[[ Source information open ]]

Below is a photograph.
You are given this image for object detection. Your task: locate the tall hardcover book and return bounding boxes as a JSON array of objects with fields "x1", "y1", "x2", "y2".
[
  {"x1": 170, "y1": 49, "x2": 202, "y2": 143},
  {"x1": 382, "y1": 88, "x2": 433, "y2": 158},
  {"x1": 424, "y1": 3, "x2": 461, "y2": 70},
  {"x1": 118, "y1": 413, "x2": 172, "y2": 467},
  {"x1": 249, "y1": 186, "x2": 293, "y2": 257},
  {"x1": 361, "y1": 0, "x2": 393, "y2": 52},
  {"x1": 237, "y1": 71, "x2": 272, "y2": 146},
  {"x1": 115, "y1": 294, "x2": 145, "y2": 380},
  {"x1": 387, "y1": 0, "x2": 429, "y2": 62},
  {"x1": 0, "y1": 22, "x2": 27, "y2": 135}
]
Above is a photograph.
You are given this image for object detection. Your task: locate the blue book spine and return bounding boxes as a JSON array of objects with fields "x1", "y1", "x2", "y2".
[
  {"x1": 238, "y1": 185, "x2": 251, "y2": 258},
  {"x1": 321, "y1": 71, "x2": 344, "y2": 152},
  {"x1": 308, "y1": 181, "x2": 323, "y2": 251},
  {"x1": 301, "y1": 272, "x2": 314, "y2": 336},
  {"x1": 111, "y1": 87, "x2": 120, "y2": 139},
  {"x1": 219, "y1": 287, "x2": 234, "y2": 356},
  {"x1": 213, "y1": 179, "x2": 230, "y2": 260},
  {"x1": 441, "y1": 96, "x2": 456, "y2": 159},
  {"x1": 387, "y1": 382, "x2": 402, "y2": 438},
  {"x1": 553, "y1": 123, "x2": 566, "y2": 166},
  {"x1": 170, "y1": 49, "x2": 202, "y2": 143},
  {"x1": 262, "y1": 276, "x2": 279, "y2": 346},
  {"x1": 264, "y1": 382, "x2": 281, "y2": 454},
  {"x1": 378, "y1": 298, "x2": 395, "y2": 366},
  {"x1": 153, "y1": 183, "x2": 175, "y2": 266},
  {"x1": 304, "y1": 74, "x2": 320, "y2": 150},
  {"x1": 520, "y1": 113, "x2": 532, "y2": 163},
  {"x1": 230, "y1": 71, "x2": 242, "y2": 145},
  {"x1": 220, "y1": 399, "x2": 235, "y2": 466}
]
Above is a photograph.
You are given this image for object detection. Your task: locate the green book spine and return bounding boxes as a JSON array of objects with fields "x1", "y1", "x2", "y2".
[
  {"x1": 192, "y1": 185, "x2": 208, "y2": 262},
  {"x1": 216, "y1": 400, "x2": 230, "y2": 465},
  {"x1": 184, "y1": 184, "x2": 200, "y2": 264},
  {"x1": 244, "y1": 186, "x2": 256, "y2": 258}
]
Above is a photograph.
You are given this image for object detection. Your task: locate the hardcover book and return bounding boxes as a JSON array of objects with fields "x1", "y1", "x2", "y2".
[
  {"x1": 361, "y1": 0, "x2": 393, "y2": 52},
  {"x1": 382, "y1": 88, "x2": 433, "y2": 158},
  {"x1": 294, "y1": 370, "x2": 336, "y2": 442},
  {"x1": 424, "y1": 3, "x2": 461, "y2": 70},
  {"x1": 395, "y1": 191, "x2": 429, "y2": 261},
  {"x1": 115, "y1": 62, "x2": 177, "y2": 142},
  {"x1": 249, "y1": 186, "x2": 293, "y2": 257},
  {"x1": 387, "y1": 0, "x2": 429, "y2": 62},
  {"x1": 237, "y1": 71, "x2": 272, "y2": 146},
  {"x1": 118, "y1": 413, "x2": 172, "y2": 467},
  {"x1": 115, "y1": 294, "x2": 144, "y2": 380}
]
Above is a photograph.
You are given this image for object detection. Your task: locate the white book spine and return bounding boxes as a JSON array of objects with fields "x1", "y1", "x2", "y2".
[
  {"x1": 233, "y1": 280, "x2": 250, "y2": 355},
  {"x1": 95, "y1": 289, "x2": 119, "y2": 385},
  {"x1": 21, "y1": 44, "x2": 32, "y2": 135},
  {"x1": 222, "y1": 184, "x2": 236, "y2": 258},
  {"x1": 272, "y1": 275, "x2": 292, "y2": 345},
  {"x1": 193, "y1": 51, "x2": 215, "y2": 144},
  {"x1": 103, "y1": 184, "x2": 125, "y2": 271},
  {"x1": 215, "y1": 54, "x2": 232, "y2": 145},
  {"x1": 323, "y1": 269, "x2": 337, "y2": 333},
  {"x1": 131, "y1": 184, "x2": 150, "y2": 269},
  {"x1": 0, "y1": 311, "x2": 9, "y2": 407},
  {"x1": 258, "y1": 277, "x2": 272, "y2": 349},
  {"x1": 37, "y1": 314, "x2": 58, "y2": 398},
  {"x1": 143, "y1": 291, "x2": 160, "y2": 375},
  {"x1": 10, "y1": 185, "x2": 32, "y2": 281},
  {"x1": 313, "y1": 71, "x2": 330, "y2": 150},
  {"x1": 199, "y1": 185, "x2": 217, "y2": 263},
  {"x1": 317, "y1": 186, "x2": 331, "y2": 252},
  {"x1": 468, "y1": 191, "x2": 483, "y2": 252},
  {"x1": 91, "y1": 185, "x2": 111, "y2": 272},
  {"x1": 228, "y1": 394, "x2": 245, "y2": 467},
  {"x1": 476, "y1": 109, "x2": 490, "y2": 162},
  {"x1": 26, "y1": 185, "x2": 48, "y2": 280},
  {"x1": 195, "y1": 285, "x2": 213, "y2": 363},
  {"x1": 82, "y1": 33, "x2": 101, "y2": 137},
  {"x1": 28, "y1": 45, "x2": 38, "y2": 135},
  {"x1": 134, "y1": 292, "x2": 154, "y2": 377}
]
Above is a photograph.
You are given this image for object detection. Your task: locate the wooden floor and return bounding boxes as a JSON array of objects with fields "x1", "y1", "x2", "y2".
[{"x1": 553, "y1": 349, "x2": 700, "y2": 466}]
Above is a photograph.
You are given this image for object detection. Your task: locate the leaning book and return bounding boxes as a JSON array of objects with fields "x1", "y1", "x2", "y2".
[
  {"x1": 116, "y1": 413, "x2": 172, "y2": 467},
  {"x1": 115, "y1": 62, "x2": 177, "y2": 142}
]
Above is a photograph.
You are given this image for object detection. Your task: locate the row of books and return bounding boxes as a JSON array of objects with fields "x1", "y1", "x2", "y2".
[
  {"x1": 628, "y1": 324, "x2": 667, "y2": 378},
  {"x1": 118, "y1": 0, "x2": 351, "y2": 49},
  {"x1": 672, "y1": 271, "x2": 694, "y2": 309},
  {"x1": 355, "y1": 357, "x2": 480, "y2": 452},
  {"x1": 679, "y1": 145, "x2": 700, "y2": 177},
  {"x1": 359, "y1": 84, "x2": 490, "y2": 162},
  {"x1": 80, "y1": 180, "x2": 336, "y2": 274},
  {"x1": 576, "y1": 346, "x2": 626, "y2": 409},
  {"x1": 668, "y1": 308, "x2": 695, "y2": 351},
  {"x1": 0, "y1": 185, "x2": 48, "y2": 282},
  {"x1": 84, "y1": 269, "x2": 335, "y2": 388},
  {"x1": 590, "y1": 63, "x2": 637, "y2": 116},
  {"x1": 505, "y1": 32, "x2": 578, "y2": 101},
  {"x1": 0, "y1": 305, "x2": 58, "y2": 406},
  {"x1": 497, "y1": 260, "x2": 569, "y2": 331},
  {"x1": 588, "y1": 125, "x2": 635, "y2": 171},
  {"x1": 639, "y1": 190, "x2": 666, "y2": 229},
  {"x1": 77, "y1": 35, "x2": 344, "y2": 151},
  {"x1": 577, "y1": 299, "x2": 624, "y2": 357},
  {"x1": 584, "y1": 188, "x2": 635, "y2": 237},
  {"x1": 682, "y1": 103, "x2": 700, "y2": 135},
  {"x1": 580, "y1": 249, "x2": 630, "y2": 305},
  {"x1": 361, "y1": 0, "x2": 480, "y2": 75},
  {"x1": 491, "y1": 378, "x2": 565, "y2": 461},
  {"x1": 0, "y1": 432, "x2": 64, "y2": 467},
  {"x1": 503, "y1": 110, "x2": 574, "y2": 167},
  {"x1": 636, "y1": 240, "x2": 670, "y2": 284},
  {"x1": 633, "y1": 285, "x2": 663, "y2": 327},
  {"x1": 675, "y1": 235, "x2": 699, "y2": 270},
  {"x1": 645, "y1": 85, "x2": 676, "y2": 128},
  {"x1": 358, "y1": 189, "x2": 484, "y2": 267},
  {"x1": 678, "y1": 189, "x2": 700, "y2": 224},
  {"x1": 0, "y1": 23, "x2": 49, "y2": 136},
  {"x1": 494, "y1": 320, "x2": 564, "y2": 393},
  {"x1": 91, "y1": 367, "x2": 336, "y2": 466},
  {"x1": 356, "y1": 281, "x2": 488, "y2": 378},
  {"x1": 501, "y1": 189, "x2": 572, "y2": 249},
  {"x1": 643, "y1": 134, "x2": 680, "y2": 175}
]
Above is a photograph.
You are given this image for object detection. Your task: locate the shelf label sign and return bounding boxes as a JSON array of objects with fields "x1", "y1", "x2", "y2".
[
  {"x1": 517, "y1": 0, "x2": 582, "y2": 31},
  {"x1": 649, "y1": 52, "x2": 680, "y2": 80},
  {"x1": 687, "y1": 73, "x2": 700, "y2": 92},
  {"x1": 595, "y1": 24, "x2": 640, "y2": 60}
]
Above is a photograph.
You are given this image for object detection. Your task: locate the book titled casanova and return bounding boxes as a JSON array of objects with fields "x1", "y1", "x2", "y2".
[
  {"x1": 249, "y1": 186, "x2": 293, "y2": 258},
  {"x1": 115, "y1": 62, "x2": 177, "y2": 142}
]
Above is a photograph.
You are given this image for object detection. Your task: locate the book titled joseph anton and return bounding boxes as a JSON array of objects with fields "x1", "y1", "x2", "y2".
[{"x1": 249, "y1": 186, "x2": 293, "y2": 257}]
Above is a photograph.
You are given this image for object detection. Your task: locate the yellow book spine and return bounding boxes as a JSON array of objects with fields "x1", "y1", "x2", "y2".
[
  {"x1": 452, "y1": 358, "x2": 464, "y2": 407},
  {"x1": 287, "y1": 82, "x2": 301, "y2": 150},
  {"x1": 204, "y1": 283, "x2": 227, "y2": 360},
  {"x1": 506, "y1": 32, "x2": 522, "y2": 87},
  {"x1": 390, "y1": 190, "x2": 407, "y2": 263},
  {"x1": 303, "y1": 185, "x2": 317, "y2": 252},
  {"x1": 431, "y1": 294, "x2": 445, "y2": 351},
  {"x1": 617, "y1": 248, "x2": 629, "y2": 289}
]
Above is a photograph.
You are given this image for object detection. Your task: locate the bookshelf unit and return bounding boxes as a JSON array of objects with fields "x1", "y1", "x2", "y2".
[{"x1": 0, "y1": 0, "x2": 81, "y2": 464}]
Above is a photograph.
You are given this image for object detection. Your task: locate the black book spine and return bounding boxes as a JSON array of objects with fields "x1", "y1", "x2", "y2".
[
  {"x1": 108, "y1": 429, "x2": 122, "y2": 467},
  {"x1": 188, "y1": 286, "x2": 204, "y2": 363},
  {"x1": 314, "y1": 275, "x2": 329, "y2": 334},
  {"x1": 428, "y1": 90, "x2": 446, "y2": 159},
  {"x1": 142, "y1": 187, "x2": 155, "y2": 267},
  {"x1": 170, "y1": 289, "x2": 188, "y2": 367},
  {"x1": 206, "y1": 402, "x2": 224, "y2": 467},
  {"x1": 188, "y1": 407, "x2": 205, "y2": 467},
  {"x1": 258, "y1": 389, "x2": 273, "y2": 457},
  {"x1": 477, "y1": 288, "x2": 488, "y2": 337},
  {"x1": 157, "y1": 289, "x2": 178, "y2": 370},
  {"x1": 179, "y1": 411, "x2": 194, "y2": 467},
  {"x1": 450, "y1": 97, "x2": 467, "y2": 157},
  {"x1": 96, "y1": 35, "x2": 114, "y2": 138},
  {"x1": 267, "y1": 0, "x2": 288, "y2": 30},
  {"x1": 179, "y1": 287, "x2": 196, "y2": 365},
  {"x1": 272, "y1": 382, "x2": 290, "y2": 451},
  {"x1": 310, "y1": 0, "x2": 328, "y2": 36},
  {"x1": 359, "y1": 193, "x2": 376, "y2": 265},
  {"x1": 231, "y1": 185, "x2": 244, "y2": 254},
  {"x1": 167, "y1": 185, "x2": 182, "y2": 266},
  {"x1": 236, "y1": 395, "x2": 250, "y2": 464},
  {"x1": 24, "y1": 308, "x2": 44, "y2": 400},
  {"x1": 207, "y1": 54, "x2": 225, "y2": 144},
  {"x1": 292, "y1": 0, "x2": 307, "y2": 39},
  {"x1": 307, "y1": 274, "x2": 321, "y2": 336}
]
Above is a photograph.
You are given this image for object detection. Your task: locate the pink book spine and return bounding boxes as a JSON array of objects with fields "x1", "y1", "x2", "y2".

[[ Source information closed ]]

Reproduce exactly the lines from the one containing "locate the bookshelf" through the last line of the records above, including both, and nothing else.

#### [Written solution]
You are given this image for object detection. Your task: locate the bookshelf unit and return bounding boxes as a JSON array of objects with fields "x1", "y1", "x2", "y2".
[{"x1": 0, "y1": 0, "x2": 81, "y2": 464}]
Above is a photograph.
You are given this image for object detection. Your task: locate the black book spine and return bounding boxes as a JSON array of objects with fields "x1", "y1", "x2", "y2".
[
  {"x1": 108, "y1": 429, "x2": 122, "y2": 467},
  {"x1": 188, "y1": 286, "x2": 204, "y2": 363},
  {"x1": 314, "y1": 275, "x2": 329, "y2": 334},
  {"x1": 428, "y1": 90, "x2": 446, "y2": 159},
  {"x1": 142, "y1": 187, "x2": 155, "y2": 267},
  {"x1": 170, "y1": 289, "x2": 188, "y2": 367},
  {"x1": 206, "y1": 402, "x2": 224, "y2": 467},
  {"x1": 188, "y1": 407, "x2": 205, "y2": 467},
  {"x1": 258, "y1": 389, "x2": 273, "y2": 457},
  {"x1": 477, "y1": 288, "x2": 488, "y2": 337},
  {"x1": 157, "y1": 289, "x2": 178, "y2": 370},
  {"x1": 179, "y1": 411, "x2": 194, "y2": 467},
  {"x1": 450, "y1": 97, "x2": 467, "y2": 157},
  {"x1": 96, "y1": 35, "x2": 114, "y2": 138},
  {"x1": 267, "y1": 0, "x2": 288, "y2": 30},
  {"x1": 179, "y1": 287, "x2": 196, "y2": 365},
  {"x1": 272, "y1": 382, "x2": 290, "y2": 451},
  {"x1": 310, "y1": 0, "x2": 328, "y2": 36},
  {"x1": 359, "y1": 193, "x2": 376, "y2": 265},
  {"x1": 231, "y1": 185, "x2": 244, "y2": 254},
  {"x1": 167, "y1": 185, "x2": 182, "y2": 266},
  {"x1": 236, "y1": 395, "x2": 250, "y2": 464},
  {"x1": 24, "y1": 308, "x2": 44, "y2": 400},
  {"x1": 207, "y1": 54, "x2": 225, "y2": 144},
  {"x1": 292, "y1": 0, "x2": 307, "y2": 39},
  {"x1": 307, "y1": 274, "x2": 321, "y2": 336}
]
Above is a photograph.
You are given this image for object detection. Your task: locate the pink book spine and return bounding boxes as a JSON array of objects with fields "x1", "y1", "x2", "y2".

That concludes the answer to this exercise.